ARBEITSAUFTRAG 1:
Geben Sie den Gerichtsbeschluss zwischen „AuslG § 57 Abs.“ und „6 W 119/01).“ einschließlich dieser beiden Stellen wortgetreu wieder.

AUSGEWÄHLTER AUSZUG:
☆ ☆ ☆ ☆

Gericht: Thüringer Oberlandesgericht
Beschluss verkündet am 20.09.2001
Aktenzeichen: 6 W 572/01
Rechtsgebiete: AuslG, FGG


Vorschriften:

AuslG § 57 Abs. 4
AuslG § 55 Abs. 3
FGG § 12
1.

§ 57 Abs. 2 Satz 4 AuslG erfordert dann, wenn die Ausländerbehörde für die Heimreise des von Abschiebungshaft Betroffenen Passdokumente erst beschaffen muss, Feststellungen dazu, welche konkreten Tatsachen die Erwartung der Ausländerbehörde rechtfertigen, die Abschiebung könne innerhalb von drei Monaten durchgeführt werden.

2.

Die dazu notwendigen Ermittlungen müssen nicht zwingend im Wege der förmlichen Beweiserhebung durchgeführt werden müssen (vgl. Senatsbeschluss vom 26.02.2001, 6 W 119/01).

3.

Auch wenn der Haftrichter wegen der Frage der Erlaubtheit des Inlandsaufenthalts grds. an die Verwaltungsakte der Ausländerbehörde gebunden ist, hat er die zur Begründung eines Bleiberechts vorgebrachten Tatsachen zu beachten, weil sie Bedeutung für die Frage haben, ob die Anordnung von Abschiebungshaft zur Sicherung der Abschiebung erforderlich ist. Das gilt insbesondere dann, wenn die veränderten Umstände Anlass zu der Annahme bieten, dass er sich der Abschiebung nicht mehr entziehen will, weil sich seine Aussichten, auf Dauer oder zumindest längere Zeit in Deutschland leben zu können, entscheidend verbessert haben (vgl. BVerfG NJW 1987, 3076; OLG Karlsruhe, a.a.O.).

4.

Im Rahmen der Erforderlichkeitsprüfung sind gem. § 55 Abs. 3 AuslG die familiären Bindungen des Ausländers auch im Hinblick auf Art. 6 Abs. 1 und 2 GG konkret zu würdigen und den Interessen des Staates an der Beendigung seines Aufenthalts wertend gegenüber zu stellen. (vgl. VG Berlin AuslR 1995, 415; Hamburgisches OVG NVwZ-RR 1991, 107 ff.). Dabei ist es grds. nicht möglich danach zu unterscheiden, ob ein Sachverhalt sich aus einer ehelichen oder einer nicht ehelichen Beziehung des Ausländers ergibt.

☆ ☆ ☆ ☆

[Gespeicherte Einträge]

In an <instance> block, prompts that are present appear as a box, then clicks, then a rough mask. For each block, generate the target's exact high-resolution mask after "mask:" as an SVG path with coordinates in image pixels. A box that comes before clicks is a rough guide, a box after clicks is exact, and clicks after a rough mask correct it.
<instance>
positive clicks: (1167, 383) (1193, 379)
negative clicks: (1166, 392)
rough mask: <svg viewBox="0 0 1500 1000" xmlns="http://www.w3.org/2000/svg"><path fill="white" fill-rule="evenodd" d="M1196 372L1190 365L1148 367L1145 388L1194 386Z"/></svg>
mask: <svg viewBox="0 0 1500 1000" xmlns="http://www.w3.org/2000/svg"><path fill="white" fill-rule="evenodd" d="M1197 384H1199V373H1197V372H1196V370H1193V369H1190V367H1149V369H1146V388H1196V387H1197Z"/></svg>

☆ ☆ ☆ ☆

ARBEITSAUFTRAG 2:
Geben Sie sämtliche Zeilen der Datensätze als nummerierte Liste aus. Lassen Sie dabei Leerzeilen weg.

ANTWORTFELD 1:
AuslG § 57 Abs. 4
AuslG § 55 Abs. 3
FGG § 12
1.

§ 57 Abs. 2 Satz 4 AuslG erfordert dann, wenn die Ausländerbehörde für die Heimreise des von Abschiebungshaft Betroffenen Passdokumente erst beschaffen muss, Feststellungen dazu, welche konkreten Tatsachen die Erwartung der Ausländerbehörde rechtfertigen, die Abschiebung könne innerhalb von drei Monaten durchgeführt werden.

2.

Die dazu notwendigen Ermittlungen müssen nicht zwingend im Wege der förmlichen Beweiserhebung durchgeführt werden müssen (vgl. Senatsbeschluss vom 26.02.2001, 6 W 119/01).

ANTWORTFELD 2:
1. In an <instance> block, prompts that are present appear as a box, then clicks, then a rough mask. For each block, generate the target's exact high-resolution mask after "mask:" as an SVG path with coordinates in image pixels. A box that comes before clicks is a rough guide, a box after clicks is exact, and clicks after a rough mask correct it.
2. <instance>
3. positive clicks: (1167, 383) (1193, 379)
4. negative clicks: (1166, 392)
5. rough mask: <svg viewBox="0 0 1500 1000" xmlns="http://www.w3.org/2000/svg"><path fill="white" fill-rule="evenodd" d="M1196 372L1190 365L1148 367L1145 388L1194 386Z"/></svg>
6. mask: <svg viewBox="0 0 1500 1000" xmlns="http://www.w3.org/2000/svg"><path fill="white" fill-rule="evenodd" d="M1197 384H1199V373H1197V372H1196V370H1193V369H1190V367H1149V369H1146V388H1196V387H1197Z"/></svg>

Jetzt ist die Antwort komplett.